◆ Your instructions: List each line of the data below that contains the string "Spot", matching case exactly.

# START OF The data

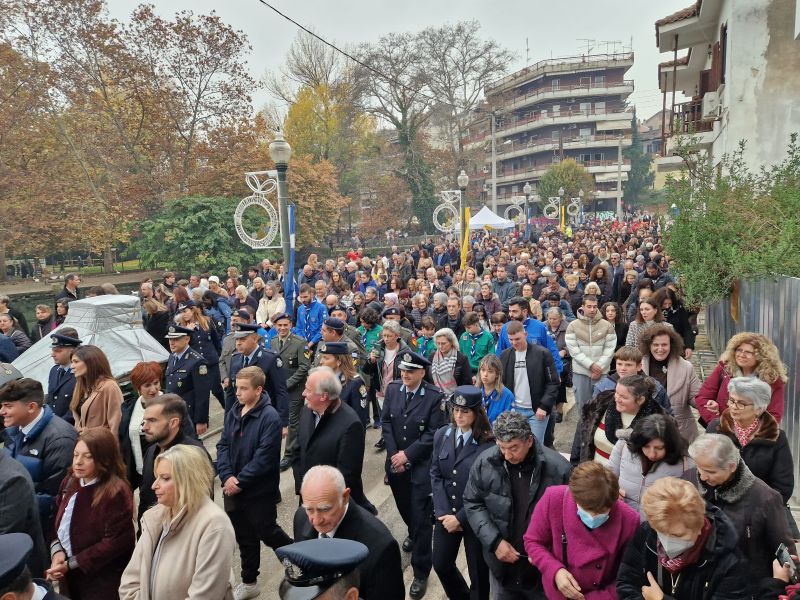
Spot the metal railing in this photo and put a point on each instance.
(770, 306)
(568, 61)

# END OF The data
# START OF The data

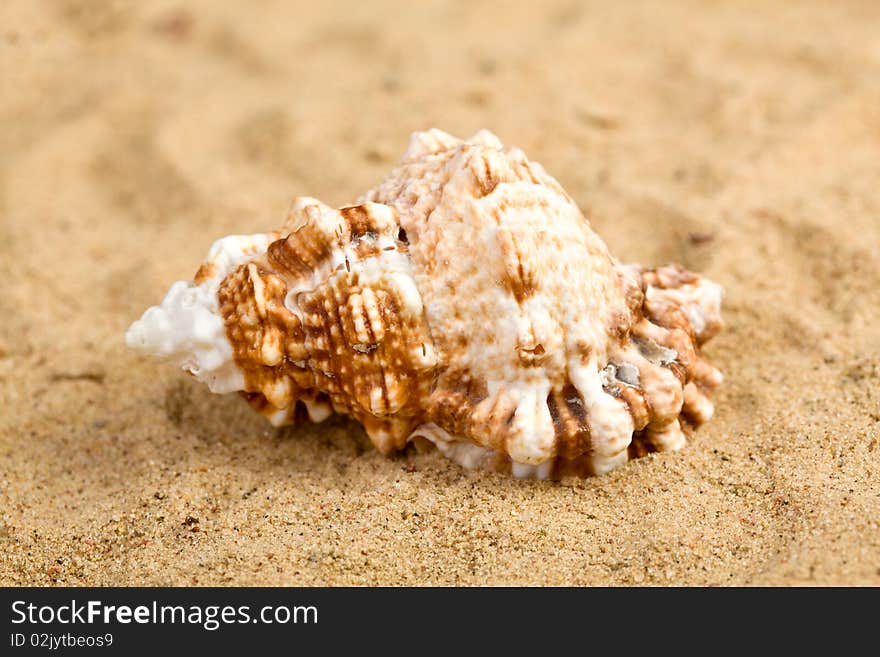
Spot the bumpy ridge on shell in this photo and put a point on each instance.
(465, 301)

# END OF The data

◆ Solution:
Spot the metal railing in this photo and put a point on each instance.
Spot the bumpy ridge on shell in this photo and put a point on each instance.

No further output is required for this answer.